### Stated exercise 1
Write out the passage of the garage-building thread below from "# Building a" up to and including "late. Mid March.".

### Selected passage
★ ★ ★ ★

# Building a 3 car garage pictorial



## JD3430

I like building garages. I usually set one up to build each winter or spring. This one got started late. Mid March. 
First picture is the site before I started.
Next is footings. Part of the job is to also take the existing 2 car attached garage and make it into living space. Incredibly, the existing garage slab had no footing or block wall under the front of the slab. So we dug a footing to support the old slab and new exterior wall replacing the old garage door. More to come


----------



## JD3430

So here we are in the footings phase rebar installed and pumping concrete.


----------



## JD3430

Next after footings it's time for our wall forms. And the walls poured and forms removed. Jumping jack for backfill compaction.


----------



## JD3430

And a picture of the walls with forms removed


----------



## mlappin

Looks like some pretty sandy stuff.

We have in the past mined some fill from town when doing grain bins to keep from having to mess with the clay too much. Takes forever for our soil to settle so if it needs built up best bet is to get some sandy fill that will actually pack.

Case in point, in the fall of 2014 I replaced the underground line from the wood boiler to the house, used a trencher set at 5", looks like I need to add some more topsoil again as it settled more.

★ ★ ★ ★

### Stated exercise 2
Find each line of the records below that contains the string "helmet" and copy those lines.

★ ★ ★ ★

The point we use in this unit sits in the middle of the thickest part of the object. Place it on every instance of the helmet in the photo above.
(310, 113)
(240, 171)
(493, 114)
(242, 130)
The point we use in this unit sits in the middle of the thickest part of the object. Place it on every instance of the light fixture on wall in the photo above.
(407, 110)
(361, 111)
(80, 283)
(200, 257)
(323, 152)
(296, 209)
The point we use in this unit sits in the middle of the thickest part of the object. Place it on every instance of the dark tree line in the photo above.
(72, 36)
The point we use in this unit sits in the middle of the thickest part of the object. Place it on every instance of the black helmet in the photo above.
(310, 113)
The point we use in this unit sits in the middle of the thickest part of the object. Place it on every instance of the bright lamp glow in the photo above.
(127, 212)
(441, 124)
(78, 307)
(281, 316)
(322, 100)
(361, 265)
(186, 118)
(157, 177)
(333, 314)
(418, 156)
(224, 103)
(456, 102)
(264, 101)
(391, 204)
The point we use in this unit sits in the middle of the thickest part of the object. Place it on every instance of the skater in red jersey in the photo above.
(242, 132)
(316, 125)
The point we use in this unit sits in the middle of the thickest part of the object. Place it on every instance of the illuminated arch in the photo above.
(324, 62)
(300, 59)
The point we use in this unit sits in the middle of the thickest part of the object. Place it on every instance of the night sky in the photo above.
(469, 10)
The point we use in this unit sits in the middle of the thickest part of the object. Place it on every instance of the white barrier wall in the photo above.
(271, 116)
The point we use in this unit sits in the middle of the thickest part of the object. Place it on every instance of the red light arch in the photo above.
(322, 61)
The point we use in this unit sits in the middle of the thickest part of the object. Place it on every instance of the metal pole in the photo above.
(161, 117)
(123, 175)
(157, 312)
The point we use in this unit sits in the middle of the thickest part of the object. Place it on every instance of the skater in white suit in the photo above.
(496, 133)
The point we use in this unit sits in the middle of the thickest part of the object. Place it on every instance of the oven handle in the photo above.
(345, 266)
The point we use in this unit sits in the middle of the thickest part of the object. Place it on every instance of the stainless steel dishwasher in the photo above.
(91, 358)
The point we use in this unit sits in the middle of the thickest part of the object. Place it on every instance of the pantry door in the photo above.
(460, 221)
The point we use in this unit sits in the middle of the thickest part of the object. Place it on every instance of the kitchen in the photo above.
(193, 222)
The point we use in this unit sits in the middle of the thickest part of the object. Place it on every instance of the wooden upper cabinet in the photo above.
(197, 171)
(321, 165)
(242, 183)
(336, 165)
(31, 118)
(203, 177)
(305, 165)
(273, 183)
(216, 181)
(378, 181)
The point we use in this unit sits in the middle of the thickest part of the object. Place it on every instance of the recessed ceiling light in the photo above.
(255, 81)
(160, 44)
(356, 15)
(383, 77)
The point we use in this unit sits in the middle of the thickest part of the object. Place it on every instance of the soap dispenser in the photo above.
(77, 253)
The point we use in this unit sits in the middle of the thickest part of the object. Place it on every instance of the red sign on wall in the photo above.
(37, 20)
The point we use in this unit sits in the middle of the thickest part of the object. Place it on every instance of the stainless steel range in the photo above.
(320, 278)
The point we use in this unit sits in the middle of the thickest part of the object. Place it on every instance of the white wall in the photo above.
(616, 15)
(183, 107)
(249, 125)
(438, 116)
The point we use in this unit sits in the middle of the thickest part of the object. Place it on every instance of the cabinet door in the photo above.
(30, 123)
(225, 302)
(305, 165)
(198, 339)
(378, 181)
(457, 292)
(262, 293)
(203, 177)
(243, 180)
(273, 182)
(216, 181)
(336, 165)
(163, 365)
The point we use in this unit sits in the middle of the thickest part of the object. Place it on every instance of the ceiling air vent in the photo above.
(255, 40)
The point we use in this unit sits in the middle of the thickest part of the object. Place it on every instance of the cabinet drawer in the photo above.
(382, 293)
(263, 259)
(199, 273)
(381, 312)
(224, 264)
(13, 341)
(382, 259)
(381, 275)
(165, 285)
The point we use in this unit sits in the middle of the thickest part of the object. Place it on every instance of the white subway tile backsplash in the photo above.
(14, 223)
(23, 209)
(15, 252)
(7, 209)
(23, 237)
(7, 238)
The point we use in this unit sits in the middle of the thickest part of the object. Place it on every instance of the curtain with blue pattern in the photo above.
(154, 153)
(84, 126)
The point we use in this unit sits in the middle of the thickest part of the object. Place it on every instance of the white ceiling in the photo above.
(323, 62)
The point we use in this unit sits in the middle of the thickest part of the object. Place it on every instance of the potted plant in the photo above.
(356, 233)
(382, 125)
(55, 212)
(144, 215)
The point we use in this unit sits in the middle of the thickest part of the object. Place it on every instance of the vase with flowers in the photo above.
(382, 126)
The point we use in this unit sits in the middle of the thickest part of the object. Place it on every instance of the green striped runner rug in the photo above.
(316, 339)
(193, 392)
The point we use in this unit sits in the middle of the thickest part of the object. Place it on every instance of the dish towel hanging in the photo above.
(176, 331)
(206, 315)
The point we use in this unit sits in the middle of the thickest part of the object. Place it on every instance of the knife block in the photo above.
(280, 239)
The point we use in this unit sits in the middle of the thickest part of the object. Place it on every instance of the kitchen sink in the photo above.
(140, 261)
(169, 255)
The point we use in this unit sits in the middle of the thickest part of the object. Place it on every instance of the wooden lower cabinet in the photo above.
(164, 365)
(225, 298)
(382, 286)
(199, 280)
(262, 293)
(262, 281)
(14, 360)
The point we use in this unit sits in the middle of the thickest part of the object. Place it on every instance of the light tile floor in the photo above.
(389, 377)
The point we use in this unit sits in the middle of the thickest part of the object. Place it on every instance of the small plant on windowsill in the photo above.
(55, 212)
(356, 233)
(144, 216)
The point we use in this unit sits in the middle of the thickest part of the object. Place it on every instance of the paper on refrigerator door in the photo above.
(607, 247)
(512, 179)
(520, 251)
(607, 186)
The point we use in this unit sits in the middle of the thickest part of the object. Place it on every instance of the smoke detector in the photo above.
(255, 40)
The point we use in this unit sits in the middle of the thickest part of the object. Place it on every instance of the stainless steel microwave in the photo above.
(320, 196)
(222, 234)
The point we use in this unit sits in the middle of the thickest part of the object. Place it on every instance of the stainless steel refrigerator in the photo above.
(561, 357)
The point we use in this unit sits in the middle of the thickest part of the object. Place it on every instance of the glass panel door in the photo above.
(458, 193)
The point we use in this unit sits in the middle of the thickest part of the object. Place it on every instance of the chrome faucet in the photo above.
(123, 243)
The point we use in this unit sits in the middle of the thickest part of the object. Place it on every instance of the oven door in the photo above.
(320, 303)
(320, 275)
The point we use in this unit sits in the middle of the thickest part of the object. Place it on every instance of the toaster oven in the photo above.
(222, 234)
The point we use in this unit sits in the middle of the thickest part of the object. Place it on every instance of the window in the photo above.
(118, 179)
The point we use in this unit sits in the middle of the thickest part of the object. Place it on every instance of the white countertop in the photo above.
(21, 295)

★ ★ ★ ★

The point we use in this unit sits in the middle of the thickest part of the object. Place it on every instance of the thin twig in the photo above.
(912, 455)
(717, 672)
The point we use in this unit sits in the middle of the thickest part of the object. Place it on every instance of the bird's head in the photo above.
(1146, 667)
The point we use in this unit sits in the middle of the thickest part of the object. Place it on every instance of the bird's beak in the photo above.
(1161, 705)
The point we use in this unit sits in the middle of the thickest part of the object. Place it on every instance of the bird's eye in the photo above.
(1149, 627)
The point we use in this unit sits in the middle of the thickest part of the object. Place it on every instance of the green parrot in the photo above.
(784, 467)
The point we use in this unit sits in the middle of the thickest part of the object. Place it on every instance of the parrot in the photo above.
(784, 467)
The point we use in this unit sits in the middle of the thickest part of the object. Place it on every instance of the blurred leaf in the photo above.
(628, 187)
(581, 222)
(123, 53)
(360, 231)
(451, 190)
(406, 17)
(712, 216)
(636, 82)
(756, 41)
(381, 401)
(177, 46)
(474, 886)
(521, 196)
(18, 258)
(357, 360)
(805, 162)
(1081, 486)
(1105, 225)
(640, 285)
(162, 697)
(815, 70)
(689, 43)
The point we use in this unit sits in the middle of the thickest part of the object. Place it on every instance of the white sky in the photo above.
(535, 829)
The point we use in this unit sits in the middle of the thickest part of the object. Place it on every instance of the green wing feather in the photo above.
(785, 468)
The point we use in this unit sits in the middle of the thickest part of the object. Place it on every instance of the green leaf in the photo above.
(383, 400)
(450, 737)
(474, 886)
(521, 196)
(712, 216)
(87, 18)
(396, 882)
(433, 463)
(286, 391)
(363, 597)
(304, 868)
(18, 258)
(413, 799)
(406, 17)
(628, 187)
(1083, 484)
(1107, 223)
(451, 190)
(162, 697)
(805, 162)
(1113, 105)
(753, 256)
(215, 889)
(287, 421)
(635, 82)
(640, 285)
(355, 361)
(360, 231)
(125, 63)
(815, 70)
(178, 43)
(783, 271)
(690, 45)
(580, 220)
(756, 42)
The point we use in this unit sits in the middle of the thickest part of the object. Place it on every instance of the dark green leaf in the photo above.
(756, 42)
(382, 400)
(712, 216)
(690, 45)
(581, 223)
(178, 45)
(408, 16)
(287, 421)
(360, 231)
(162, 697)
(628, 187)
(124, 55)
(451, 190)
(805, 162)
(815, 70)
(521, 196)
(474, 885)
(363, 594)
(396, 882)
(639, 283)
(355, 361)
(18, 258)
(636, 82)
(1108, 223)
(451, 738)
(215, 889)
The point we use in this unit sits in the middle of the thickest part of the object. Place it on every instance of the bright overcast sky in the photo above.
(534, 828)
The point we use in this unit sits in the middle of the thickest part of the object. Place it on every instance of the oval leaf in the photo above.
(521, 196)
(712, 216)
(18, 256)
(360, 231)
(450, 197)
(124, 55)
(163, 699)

★ ★ ★ ★

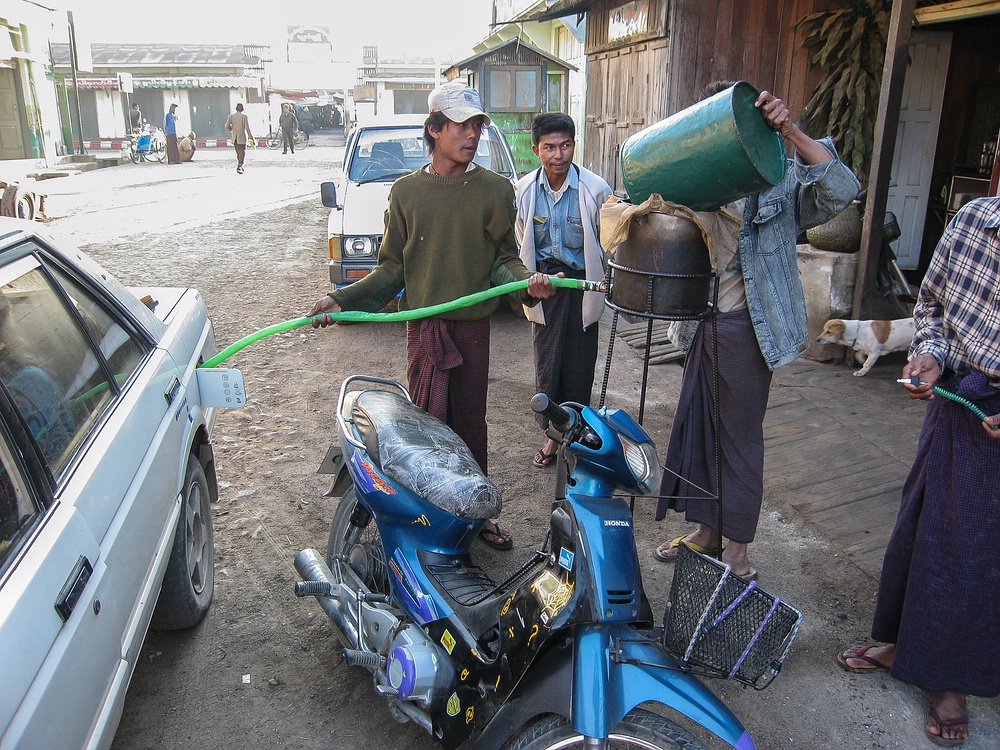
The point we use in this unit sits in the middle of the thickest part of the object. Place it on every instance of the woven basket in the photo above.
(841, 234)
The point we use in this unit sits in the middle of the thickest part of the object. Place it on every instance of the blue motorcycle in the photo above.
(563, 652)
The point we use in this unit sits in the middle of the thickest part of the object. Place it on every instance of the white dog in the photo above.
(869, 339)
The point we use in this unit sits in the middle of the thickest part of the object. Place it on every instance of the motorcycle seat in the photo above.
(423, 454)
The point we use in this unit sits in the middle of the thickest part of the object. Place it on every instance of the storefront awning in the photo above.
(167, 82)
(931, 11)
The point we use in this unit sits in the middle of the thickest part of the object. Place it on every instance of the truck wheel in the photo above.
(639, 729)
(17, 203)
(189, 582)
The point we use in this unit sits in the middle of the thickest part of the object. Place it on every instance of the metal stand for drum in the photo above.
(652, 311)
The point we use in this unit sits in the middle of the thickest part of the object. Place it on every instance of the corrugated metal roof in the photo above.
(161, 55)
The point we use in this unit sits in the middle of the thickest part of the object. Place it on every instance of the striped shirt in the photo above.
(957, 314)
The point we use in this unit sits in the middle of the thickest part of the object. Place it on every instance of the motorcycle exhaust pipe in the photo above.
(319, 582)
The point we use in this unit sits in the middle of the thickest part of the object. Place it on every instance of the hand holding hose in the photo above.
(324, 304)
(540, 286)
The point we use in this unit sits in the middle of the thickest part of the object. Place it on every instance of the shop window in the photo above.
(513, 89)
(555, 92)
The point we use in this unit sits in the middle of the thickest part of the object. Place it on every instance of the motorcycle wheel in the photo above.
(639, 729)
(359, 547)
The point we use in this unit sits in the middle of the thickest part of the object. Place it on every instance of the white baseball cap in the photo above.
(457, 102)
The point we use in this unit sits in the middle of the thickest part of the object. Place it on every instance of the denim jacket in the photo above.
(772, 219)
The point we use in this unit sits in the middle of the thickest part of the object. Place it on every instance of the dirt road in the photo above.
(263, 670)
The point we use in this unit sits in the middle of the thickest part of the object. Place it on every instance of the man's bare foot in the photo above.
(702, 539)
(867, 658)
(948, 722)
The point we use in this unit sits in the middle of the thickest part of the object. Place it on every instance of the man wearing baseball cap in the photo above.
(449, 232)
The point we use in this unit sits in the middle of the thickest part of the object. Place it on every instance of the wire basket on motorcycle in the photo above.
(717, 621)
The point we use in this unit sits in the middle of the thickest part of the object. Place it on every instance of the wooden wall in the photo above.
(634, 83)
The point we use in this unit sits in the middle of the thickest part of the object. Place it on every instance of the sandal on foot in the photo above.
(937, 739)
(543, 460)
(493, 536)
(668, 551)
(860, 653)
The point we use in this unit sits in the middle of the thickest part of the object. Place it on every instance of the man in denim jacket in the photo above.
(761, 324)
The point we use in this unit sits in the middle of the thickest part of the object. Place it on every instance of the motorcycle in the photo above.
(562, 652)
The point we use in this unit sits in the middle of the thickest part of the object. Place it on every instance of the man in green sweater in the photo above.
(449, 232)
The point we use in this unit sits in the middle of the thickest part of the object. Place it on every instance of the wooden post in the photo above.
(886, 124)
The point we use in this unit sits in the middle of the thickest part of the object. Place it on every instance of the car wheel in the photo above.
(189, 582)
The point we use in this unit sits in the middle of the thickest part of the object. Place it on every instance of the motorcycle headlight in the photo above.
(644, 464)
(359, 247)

★ ★ ★ ★

### Exercise response 1
# Building a 3 car garage pictorial



## JD3430

I like building garages. I usually set one up to build each winter or spring. This one got started late. Mid March.

### Exercise response 2
The point we use in this unit sits in the middle of the thickest part of the object. Place it on every instance of the helmet in the photo above.
The point we use in this unit sits in the middle of the thickest part of the object. Place it on every instance of the black helmet in the photo above.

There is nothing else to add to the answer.